Required task
Extract each line of the data below that contains the word "lens", and copy those lines in full.

Given data
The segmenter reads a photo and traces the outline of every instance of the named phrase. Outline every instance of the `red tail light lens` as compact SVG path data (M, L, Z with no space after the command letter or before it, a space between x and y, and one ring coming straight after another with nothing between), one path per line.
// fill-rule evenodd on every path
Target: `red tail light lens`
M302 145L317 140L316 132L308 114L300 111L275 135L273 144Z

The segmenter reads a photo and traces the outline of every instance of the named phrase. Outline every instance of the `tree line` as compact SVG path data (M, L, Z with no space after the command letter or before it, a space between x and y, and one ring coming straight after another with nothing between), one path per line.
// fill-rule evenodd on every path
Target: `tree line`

---

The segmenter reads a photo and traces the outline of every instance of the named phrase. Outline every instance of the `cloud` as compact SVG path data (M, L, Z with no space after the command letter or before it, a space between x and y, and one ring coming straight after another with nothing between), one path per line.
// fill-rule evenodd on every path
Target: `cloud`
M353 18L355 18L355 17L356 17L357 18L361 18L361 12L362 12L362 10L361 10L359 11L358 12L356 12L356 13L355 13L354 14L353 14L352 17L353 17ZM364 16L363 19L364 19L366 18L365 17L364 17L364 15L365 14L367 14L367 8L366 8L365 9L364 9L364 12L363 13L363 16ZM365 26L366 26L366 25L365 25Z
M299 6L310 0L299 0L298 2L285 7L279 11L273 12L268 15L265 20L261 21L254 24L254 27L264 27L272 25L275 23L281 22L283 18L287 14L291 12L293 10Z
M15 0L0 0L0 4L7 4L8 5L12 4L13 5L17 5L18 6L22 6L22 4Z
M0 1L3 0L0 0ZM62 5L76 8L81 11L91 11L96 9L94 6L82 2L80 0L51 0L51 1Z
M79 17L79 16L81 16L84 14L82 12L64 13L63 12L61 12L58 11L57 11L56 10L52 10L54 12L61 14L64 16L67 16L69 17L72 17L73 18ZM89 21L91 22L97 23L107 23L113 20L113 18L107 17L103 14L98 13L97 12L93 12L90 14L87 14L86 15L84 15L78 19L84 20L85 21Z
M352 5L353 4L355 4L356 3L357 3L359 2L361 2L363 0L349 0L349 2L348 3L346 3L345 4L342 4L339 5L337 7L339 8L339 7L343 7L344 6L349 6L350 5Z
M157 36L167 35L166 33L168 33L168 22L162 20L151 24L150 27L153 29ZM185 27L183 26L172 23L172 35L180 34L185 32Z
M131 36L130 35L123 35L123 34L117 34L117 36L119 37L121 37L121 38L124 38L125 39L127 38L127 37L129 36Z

Correct result
The segmenter reads a photo and traces the outline of every instance of the named phrase. Outline every instance of the `red tail light lens` as compact SVG path data (M, L, Z with no space after the command letter or before it, a space between x and y, and one ring coming straight after another with nothing between), one path per line.
Target: `red tail light lens`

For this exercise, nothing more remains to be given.